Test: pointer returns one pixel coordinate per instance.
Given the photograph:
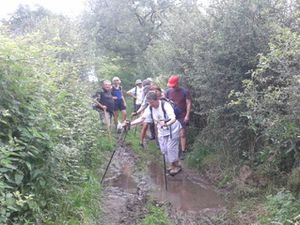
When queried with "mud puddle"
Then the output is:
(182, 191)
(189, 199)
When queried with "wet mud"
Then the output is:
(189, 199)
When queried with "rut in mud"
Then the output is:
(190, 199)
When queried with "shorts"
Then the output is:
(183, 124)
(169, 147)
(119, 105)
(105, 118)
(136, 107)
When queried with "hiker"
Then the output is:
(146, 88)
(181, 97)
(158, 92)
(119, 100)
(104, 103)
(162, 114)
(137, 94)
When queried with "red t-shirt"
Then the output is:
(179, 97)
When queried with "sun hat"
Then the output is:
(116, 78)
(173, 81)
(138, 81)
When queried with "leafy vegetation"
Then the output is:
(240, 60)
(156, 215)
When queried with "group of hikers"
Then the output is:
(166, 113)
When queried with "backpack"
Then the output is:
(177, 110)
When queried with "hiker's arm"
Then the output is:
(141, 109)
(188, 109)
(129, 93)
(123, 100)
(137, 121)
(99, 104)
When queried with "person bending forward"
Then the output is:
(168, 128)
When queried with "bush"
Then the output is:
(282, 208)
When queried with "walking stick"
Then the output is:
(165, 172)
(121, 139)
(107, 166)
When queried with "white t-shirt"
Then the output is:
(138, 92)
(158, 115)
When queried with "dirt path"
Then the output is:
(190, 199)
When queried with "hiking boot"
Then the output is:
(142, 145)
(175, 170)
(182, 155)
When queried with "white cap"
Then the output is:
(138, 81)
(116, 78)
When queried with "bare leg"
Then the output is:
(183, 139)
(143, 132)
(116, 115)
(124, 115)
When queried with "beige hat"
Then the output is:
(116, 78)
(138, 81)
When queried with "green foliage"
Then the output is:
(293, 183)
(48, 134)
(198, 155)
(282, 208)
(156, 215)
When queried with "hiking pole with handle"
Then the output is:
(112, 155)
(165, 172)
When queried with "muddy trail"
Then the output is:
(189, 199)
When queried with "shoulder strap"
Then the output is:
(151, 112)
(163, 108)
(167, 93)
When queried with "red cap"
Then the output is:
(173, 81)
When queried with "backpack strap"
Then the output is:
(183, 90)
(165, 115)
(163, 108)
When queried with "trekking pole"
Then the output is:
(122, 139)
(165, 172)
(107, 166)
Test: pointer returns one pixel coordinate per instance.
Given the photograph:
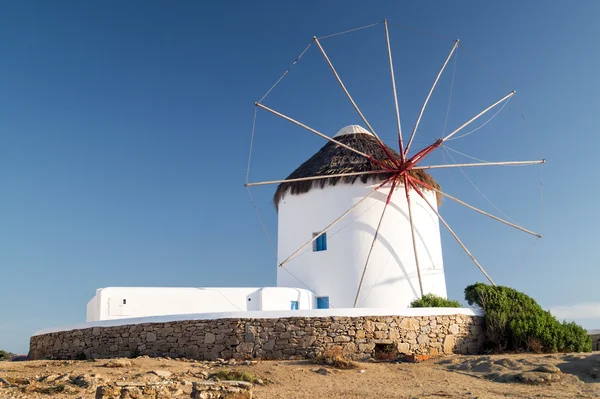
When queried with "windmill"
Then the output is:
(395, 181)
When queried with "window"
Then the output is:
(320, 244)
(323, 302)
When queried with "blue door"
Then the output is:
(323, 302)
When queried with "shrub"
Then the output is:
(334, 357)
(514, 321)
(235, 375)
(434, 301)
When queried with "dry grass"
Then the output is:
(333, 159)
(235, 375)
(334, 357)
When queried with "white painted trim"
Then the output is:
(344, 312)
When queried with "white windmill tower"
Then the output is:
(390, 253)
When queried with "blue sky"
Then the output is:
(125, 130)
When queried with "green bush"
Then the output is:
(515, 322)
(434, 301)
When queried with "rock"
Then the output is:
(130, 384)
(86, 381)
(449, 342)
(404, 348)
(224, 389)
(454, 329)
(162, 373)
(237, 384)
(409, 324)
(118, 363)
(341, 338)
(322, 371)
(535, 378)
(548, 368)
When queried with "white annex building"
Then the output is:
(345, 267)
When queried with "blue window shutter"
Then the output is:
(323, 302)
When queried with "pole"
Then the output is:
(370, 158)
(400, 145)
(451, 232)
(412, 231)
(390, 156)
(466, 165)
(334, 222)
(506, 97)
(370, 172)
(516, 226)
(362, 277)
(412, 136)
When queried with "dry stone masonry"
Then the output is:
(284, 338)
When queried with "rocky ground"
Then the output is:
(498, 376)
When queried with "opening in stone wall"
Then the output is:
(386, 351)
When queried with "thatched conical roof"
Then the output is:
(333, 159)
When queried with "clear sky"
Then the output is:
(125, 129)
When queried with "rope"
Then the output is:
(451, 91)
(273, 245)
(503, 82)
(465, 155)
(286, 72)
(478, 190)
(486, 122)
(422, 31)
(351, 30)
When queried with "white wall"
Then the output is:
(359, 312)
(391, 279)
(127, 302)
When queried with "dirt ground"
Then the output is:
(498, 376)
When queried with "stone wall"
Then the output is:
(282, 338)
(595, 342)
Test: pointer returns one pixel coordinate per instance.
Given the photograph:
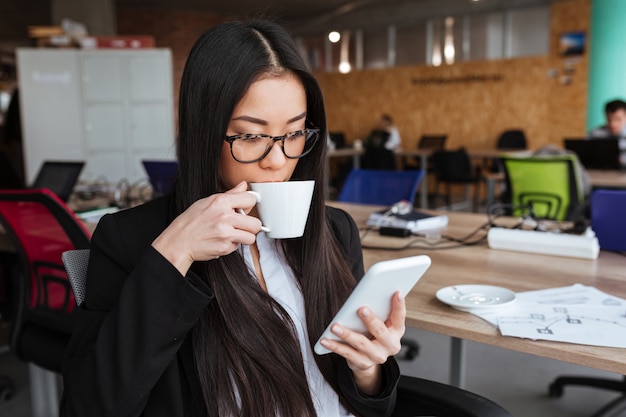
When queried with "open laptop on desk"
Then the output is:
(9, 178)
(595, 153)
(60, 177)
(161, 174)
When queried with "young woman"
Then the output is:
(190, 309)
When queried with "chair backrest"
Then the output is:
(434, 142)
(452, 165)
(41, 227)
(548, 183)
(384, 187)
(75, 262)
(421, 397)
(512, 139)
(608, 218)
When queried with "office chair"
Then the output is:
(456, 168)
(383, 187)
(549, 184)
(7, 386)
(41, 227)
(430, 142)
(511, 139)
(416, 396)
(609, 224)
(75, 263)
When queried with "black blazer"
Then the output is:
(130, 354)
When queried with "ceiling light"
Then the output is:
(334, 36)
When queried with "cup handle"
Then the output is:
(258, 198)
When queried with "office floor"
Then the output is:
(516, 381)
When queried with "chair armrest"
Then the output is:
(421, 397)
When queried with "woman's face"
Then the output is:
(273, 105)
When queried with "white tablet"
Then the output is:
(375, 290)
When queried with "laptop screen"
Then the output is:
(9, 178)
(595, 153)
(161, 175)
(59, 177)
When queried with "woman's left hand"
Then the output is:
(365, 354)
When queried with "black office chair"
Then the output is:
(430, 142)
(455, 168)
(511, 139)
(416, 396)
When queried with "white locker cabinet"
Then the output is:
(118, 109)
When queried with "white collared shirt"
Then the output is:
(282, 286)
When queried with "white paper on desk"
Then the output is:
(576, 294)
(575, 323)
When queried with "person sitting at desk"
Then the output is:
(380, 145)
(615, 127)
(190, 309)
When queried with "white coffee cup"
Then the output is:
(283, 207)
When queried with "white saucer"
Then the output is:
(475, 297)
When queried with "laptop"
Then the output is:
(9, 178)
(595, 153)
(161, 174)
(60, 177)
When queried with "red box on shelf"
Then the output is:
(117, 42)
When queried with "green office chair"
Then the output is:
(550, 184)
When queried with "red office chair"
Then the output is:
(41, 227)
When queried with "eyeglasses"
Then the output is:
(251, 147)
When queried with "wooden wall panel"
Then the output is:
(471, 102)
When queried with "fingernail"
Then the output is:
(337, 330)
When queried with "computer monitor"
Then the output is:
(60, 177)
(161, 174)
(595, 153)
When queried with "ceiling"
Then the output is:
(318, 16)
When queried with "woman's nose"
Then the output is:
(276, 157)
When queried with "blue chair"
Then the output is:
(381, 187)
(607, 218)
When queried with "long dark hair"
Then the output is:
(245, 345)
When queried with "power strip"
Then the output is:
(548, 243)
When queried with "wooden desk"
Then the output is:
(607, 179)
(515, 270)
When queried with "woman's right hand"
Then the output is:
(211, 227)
● ● ●
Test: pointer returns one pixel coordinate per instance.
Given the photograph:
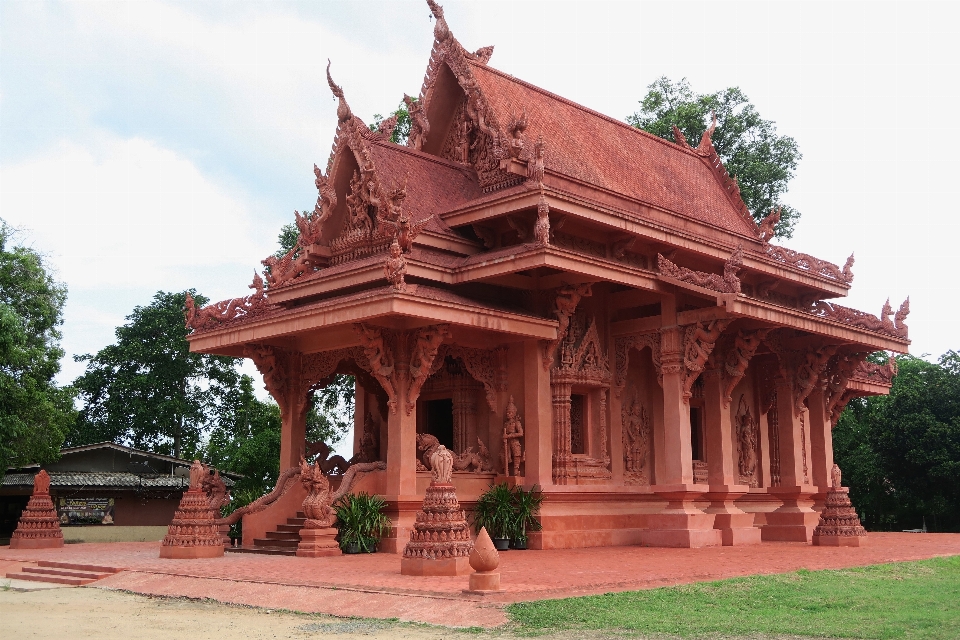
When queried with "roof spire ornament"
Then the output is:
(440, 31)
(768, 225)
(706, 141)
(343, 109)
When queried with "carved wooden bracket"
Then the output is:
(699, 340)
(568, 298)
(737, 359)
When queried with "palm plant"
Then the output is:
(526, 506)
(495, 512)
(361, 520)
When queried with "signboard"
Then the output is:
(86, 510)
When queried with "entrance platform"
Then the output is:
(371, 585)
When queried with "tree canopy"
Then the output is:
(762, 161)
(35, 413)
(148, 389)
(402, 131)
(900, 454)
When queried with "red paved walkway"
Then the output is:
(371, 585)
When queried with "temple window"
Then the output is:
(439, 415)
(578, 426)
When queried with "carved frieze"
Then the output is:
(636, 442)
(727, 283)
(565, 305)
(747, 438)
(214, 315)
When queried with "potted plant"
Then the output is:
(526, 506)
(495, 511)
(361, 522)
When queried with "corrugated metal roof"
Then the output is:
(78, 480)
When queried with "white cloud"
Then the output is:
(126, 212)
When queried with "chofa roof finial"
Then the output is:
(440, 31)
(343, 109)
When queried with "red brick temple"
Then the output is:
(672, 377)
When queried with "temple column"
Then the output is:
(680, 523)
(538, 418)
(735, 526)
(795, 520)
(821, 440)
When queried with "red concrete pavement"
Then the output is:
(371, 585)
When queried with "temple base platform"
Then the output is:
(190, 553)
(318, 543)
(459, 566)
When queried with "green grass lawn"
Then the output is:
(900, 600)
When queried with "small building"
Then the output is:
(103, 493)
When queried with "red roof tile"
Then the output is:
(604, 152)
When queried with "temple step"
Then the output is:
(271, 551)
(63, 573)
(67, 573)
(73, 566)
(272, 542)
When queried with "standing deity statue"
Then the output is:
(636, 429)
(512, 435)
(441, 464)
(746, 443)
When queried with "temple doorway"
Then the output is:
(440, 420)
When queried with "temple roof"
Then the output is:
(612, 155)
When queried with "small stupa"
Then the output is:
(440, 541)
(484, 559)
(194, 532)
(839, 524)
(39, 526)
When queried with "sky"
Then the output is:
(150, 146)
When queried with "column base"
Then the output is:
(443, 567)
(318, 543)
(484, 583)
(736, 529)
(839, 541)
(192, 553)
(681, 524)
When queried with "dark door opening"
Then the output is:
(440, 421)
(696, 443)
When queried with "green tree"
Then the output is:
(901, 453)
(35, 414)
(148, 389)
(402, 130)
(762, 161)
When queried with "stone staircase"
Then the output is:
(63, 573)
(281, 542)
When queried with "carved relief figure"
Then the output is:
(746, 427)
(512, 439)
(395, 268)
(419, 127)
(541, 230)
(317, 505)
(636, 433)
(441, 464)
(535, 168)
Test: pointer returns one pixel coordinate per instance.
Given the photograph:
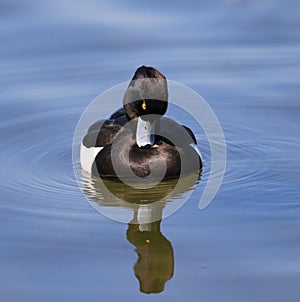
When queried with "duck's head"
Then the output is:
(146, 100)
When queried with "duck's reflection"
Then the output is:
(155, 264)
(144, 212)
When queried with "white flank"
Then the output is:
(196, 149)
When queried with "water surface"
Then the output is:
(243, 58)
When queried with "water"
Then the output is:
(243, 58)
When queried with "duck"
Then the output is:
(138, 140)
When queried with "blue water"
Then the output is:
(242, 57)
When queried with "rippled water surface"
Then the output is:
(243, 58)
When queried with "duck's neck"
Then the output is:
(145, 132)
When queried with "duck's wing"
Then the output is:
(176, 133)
● ● ●
§ TO DO:
The exercise is to copy out every line above that has the word "dark" in it.

§ RESULT OF THE TASK:
When queried with "long dark hair"
When queried with "dark door opening"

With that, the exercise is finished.